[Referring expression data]
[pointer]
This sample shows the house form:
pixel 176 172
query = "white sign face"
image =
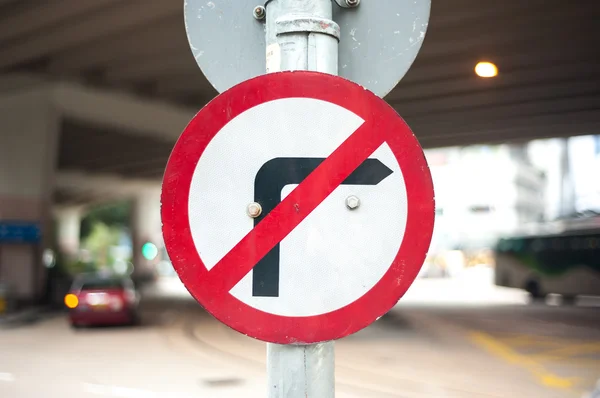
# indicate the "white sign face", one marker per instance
pixel 336 254
pixel 297 207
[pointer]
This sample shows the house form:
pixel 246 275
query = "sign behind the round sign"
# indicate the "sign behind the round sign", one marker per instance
pixel 379 41
pixel 345 204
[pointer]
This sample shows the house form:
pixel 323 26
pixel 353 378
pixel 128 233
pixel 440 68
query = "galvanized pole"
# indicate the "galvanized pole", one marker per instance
pixel 301 35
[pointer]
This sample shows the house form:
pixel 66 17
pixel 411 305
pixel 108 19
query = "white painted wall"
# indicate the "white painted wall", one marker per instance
pixel 28 144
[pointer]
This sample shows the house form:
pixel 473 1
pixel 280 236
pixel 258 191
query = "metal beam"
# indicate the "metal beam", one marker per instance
pixel 31 17
pixel 154 38
pixel 119 17
pixel 129 113
pixel 180 62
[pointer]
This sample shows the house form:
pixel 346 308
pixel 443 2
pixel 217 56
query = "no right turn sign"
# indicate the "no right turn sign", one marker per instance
pixel 297 207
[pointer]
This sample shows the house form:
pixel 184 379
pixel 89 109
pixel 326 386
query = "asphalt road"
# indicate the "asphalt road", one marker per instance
pixel 445 339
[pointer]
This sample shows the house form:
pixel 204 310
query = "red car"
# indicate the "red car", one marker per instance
pixel 106 300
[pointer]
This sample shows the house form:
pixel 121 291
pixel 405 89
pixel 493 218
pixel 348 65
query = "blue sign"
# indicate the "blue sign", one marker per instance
pixel 19 232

Task description >> Check each line above for the string "query", then copy the ones that have it.

Solution below >>
query = "white sign face"
query = "sign behind the round sign"
query = "galvanized pole"
query = "white painted wall"
query = "metal beam"
query = "no right turn sign"
query = "asphalt road"
query = "red car"
query = "blue sign"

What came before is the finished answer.